### TASK TO COMPLETE
Format the records below as a JSON list of strings, one string per line, omitting any blank lines.

— Start PROVIDED RECORDS —

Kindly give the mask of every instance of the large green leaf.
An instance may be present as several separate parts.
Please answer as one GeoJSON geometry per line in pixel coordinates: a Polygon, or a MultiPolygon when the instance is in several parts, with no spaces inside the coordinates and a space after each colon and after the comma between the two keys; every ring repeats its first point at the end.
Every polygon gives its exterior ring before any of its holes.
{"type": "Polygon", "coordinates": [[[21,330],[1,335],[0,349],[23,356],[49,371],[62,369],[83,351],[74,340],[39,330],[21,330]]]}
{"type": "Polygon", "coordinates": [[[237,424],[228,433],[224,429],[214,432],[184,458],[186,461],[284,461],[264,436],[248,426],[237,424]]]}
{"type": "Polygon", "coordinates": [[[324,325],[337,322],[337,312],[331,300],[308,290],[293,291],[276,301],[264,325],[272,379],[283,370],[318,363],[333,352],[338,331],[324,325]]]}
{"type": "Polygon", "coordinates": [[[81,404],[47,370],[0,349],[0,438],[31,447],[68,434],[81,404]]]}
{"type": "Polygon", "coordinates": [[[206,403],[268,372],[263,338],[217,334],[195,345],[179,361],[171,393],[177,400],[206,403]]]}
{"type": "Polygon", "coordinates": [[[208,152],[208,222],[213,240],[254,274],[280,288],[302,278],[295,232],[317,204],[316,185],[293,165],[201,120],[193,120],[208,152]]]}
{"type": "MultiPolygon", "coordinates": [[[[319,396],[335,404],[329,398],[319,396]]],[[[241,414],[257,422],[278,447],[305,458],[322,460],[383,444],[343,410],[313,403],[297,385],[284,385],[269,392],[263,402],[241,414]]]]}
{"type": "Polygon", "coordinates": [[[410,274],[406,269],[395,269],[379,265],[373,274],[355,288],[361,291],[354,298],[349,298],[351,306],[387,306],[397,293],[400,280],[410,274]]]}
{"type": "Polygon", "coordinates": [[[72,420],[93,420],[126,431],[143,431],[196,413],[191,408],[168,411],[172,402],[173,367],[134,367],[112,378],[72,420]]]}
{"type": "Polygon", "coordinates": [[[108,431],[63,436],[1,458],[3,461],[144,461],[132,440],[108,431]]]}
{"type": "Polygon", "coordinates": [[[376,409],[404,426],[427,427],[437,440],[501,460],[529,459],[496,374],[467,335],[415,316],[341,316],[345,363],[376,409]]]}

— End PROVIDED RECORDS —

### RESPONSE FOR THIS EXERCISE
[
  "Kindly give the mask of every instance of the large green leaf.",
  "An instance may be present as several separate parts.",
  "Please answer as one GeoJSON geometry per line in pixel coordinates: a Polygon, or a MultiPolygon when the instance is in several parts, with no spaces inside the coordinates and a space after each colon and after the comma between the two keys; every ring repeats its first point at the end.",
  "Every polygon gives its exterior ring before any of its holes.",
  "{\"type\": \"Polygon\", \"coordinates\": [[[21,330],[1,335],[0,349],[23,356],[49,371],[62,369],[83,351],[74,340],[39,330],[21,330]]]}",
  "{\"type\": \"Polygon\", \"coordinates\": [[[237,424],[228,433],[224,429],[214,432],[184,458],[186,461],[284,461],[264,436],[248,426],[237,424]]]}",
  "{\"type\": \"Polygon\", \"coordinates\": [[[324,325],[337,322],[337,312],[331,300],[308,290],[293,291],[276,301],[264,325],[272,379],[283,370],[318,363],[333,352],[338,331],[324,325]]]}",
  "{\"type\": \"Polygon\", \"coordinates\": [[[81,404],[47,370],[0,349],[0,438],[31,447],[68,434],[81,404]]]}",
  "{\"type\": \"Polygon\", \"coordinates\": [[[206,403],[268,372],[263,338],[217,334],[195,345],[179,361],[171,393],[177,400],[206,403]]]}",
  "{\"type\": \"Polygon\", \"coordinates\": [[[208,152],[208,222],[213,240],[254,274],[280,288],[302,278],[295,232],[317,204],[316,185],[293,165],[201,120],[193,120],[208,152]]]}",
  "{\"type\": \"MultiPolygon\", \"coordinates\": [[[[319,396],[335,404],[329,398],[319,396]]],[[[241,414],[257,422],[278,447],[305,458],[322,460],[383,444],[343,410],[313,403],[297,385],[284,385],[269,392],[263,402],[241,414]]]]}",
  "{\"type\": \"Polygon\", \"coordinates\": [[[410,274],[406,269],[395,269],[379,265],[373,274],[355,288],[361,291],[354,298],[349,298],[351,306],[387,306],[397,293],[400,280],[410,274]]]}",
  "{\"type\": \"Polygon\", \"coordinates\": [[[72,420],[93,420],[126,431],[143,431],[196,413],[191,408],[168,411],[172,402],[173,367],[134,367],[112,378],[72,420]]]}",
  "{\"type\": \"Polygon\", \"coordinates\": [[[108,431],[63,436],[1,458],[3,461],[144,461],[132,440],[108,431]]]}",
  "{\"type\": \"Polygon\", \"coordinates\": [[[376,409],[404,426],[427,427],[437,440],[501,460],[529,459],[496,374],[467,335],[415,316],[341,316],[345,363],[376,409]]]}"
]